> _Your goal_
Set the data down once more, exactly as it is written.

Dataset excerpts
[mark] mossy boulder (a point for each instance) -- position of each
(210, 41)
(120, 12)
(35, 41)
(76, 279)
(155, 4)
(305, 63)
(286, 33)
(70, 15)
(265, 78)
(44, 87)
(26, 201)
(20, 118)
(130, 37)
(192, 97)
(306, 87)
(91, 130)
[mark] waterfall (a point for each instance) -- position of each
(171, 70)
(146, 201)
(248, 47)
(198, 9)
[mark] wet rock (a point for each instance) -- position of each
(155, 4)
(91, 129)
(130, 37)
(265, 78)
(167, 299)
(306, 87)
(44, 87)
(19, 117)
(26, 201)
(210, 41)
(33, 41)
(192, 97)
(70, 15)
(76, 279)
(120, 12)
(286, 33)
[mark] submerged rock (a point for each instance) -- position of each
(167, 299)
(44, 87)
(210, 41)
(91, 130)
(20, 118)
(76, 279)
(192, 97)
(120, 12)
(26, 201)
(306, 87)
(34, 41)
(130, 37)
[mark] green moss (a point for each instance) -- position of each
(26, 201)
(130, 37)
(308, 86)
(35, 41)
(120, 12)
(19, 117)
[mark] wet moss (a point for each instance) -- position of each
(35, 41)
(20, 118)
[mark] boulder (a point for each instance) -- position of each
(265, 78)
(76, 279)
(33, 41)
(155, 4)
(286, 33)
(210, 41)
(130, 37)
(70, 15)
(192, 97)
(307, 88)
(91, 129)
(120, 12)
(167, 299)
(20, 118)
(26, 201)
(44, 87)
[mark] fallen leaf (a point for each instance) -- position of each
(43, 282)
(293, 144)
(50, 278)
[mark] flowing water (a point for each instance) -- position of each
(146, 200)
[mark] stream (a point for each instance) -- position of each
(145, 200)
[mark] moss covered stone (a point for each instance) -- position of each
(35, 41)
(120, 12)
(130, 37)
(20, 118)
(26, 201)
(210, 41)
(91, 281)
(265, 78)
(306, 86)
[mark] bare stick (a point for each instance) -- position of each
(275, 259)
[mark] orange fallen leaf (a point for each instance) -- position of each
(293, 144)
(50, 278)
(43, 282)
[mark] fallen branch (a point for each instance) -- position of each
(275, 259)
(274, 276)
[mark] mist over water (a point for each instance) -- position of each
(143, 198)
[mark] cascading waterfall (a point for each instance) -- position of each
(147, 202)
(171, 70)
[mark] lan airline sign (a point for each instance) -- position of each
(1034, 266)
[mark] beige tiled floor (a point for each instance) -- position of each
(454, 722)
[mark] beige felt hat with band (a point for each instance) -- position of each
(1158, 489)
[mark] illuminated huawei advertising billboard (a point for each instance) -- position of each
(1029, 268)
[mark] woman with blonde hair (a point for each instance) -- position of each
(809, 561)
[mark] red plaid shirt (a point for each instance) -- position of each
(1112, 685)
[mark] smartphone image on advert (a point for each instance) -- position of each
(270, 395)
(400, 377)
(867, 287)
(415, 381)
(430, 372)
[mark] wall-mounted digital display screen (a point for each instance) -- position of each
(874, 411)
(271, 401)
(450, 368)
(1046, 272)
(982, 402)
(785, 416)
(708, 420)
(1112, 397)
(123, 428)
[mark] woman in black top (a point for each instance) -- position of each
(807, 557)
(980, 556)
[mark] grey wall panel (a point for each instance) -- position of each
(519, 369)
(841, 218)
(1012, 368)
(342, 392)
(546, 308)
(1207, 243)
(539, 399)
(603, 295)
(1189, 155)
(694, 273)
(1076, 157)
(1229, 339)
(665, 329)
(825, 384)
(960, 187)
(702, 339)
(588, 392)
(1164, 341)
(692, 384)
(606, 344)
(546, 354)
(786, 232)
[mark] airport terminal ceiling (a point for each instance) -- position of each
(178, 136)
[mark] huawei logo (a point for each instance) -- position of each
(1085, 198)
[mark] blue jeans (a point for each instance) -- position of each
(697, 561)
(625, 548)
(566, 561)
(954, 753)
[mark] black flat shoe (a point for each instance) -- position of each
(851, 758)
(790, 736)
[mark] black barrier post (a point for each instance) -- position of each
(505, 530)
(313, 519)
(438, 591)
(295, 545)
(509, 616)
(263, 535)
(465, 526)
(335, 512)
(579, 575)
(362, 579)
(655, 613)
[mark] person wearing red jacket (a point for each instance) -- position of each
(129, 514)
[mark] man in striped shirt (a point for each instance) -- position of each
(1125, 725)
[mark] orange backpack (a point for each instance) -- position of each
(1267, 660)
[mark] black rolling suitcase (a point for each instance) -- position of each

> _Response for this exercise_
[mark] mossy boulder (a point for each instance) -- position of each
(210, 41)
(120, 12)
(35, 41)
(76, 279)
(155, 4)
(305, 63)
(286, 33)
(70, 15)
(265, 78)
(44, 87)
(26, 201)
(20, 118)
(130, 37)
(192, 97)
(306, 87)
(91, 130)
[mark] waterfall (a point for each instance) -- position of each
(171, 70)
(146, 201)
(248, 47)
(198, 9)
[mark] wet rock (a point for each instance) -- position of each
(155, 4)
(91, 129)
(130, 37)
(265, 78)
(167, 299)
(306, 87)
(44, 87)
(19, 117)
(26, 201)
(210, 41)
(33, 41)
(192, 97)
(70, 15)
(76, 279)
(120, 12)
(286, 33)
[mark] submerged rock (a point for each instance) -- position of each
(167, 299)
(44, 87)
(210, 41)
(91, 130)
(20, 118)
(76, 279)
(192, 97)
(120, 12)
(26, 201)
(306, 87)
(34, 41)
(130, 37)
[mark] green moss (a point for each instance) -- position of each
(26, 201)
(130, 37)
(308, 86)
(35, 41)
(120, 12)
(19, 117)
[mark] wet moss (a point for each instance) -- position of each
(35, 41)
(20, 118)
[mark] boulder (a point for each instance) -- position of each
(265, 78)
(76, 279)
(33, 41)
(155, 4)
(286, 33)
(210, 41)
(130, 37)
(70, 15)
(192, 97)
(307, 88)
(91, 129)
(120, 12)
(167, 299)
(20, 118)
(26, 201)
(44, 87)
[mark] fallen leaf (a point for each instance) -- position of each
(43, 282)
(293, 144)
(50, 278)
[mark] flowing water (a point for each instance) -- position of each
(146, 200)
[mark] stream (a point for each instance) -- position of each
(145, 200)
[mark] moss covered stone (a point for each instance) -- position of each
(35, 41)
(120, 12)
(130, 37)
(20, 118)
(26, 201)
(210, 41)
(91, 281)
(265, 78)
(306, 86)
[mark] bare stick (a point for each instance) -- position of each
(275, 259)
[mark] orange fallen leaf (a point for each instance) -- position of each
(293, 144)
(50, 278)
(43, 282)
[mark] fallen branch (a point for each instance) -- position of each
(275, 259)
(274, 276)
[mark] mist over water (a point for each instance) -- position of each
(143, 198)
[mark] cascading waterfall (a point for each instance) -- position of each
(147, 202)
(171, 70)
[mark] lan airline sign (a point for each instance) -- position of each
(1034, 266)
[mark] beige tiled floor (a point for each instance) -- position of each
(454, 722)
[mark] beige felt hat with band (a point for each instance) -- position of each
(1158, 489)
[mark] illuminated huawei advertising billboard (a point for each instance) -- position of each
(1029, 268)
[mark] woman with blonde hair (a point for each instance) -- position of each
(809, 561)
[mark] red plaid shirt (a point for each instance) -- position of each
(1112, 685)
[mark] smartphone image on advert (a point for each instance) -- position of each
(270, 395)
(400, 377)
(867, 287)
(415, 381)
(430, 372)
[mark] wall-mounted digital display screen (a point for each instance) -- position of each
(874, 411)
(271, 401)
(450, 368)
(1046, 272)
(982, 402)
(785, 416)
(708, 420)
(1112, 397)
(123, 428)
[mark] woman in black top (a point for each instance) -- position of each
(807, 557)
(980, 556)
[mark] grey wall panel (a point for each instance) -- position of each
(519, 369)
(841, 218)
(1012, 368)
(342, 392)
(546, 308)
(1207, 243)
(539, 399)
(603, 295)
(1189, 155)
(694, 273)
(1076, 157)
(1229, 339)
(665, 329)
(825, 384)
(960, 187)
(702, 339)
(588, 392)
(1164, 341)
(692, 384)
(606, 344)
(546, 354)
(786, 232)
[mark] airport terminal ceiling (a point for each instance) -- position of each
(178, 136)
[mark] huawei logo (a point for each instance) -- position of each
(1085, 198)
[mark] blue jeans (a point for each instance) -- position of each
(697, 561)
(625, 548)
(566, 561)
(954, 753)
[mark] black flat shoe (a point for each instance) -- position of each
(851, 758)
(790, 736)
[mark] black barrier post (a point for each instance) -- position of each
(505, 530)
(313, 519)
(438, 591)
(295, 545)
(509, 616)
(263, 535)
(465, 526)
(335, 512)
(579, 575)
(362, 579)
(655, 613)
[mark] person wearing red jacket (a point for each instance) -- position of each
(129, 514)
[mark] man in striped shirt (a point for each instance) -- position of each
(1125, 725)
[mark] orange backpack (a point for each instance) -- position of each
(1267, 660)
[mark] black rolling suitcase (a point for each instance) -- position of each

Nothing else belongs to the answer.